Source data
▬▬▬▬▬▬
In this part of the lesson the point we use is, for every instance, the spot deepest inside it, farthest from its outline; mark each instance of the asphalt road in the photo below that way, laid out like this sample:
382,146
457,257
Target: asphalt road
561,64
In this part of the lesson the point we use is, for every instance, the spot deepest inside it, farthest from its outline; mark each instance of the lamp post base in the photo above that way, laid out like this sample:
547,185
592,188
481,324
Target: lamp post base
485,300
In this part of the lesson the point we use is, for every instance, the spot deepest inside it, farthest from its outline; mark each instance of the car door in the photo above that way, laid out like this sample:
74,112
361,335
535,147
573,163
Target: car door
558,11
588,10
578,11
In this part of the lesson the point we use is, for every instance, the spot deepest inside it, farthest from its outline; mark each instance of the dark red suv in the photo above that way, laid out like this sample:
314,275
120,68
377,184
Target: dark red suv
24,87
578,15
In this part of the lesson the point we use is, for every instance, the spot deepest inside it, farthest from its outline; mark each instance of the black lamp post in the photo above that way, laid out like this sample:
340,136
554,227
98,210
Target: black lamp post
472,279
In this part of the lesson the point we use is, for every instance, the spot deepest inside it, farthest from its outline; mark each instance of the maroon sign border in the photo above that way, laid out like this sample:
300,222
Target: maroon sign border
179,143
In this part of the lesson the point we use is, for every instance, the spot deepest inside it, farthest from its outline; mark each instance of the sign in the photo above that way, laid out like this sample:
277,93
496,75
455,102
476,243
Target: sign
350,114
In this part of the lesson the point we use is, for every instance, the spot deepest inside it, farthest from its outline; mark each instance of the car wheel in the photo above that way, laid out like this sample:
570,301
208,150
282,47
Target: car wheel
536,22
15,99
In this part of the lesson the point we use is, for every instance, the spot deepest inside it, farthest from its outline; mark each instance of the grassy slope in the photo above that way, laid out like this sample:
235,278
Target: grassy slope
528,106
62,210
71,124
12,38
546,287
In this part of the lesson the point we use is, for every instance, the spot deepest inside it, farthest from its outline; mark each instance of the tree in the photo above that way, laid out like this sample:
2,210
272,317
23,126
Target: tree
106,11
▬▬▬▬▬▬
### WORK REQUEST:
Every record should be printed again exactly as it reads.

### SOLUTION TO THE EXERCISE:
In this part of the lesson the point we use is, for every instance, the spot deepest inside it, farthest from its outline; mark each instance of the asphalt road in the photo below that way, laid out like this sample:
382,146
457,257
Target: asphalt road
561,64
In this part of the lesson the point we use is, for every instance, the spot deepest inside it, farthest from its outline; mark each instance of the lamp post base in the photo above that way, laid out like this sample:
547,185
592,188
481,324
Target: lamp post base
485,300
In this part of the lesson the point we use is, for every instance, the spot deepest inside it, farthest from its outline; mark each instance of the car door in the photo above that way, laid out like this sample:
74,112
361,335
535,147
573,163
Target: car door
558,11
588,10
578,11
In this part of the lesson the point we use is, for every instance, the spot deepest inside it, farthest from its outline; mark each instance of the dark red suv in the photo above that way, laid out like this sample:
314,275
120,68
377,184
Target: dark red suv
24,87
578,15
In this part of the lesson the point we use is, for every instance, the spot deepest inside it, farthest from its outline; mark each instance of the black lamp post in the photo above that way, laid out like this sample:
340,136
554,227
98,210
Target: black lamp post
472,279
In this part of the lesson the point we use is, for every instance, the spot deepest inside it, farthest from its outline; mark each instance of the maroon sign border in the photo above that way, laid out like this sample:
300,222
Target: maroon sign border
179,143
In this part of the lesson the point we use is, for every instance, the spot deepest inside it, farthest from its outline; mark each instance of the sign in the photo above that way, laid out like this sample:
277,93
496,75
455,102
476,243
Target: sign
350,114
In this part of the lesson the point we use is, for every instance, the spot deepest inside it, farthest from its outline; mark each instance of the car wheel in the photo above that way, laid out like this sample:
570,301
208,150
282,47
Target: car wheel
536,22
15,99
In this part of the lesson the point we use is, for every instance, the spot deepest inside it, farthest from its outline; mark each instance of the grassy slope in the photo above that way, laid out like this sample:
235,278
Target: grassy slope
528,106
62,210
71,124
12,38
546,287
In this part of the lesson the point we use is, for every instance, the spot deepest inside it, farthest from its outline; mark each instance of the tree in the photo above that way, laid out like this sample:
2,210
272,317
23,126
Target: tree
106,11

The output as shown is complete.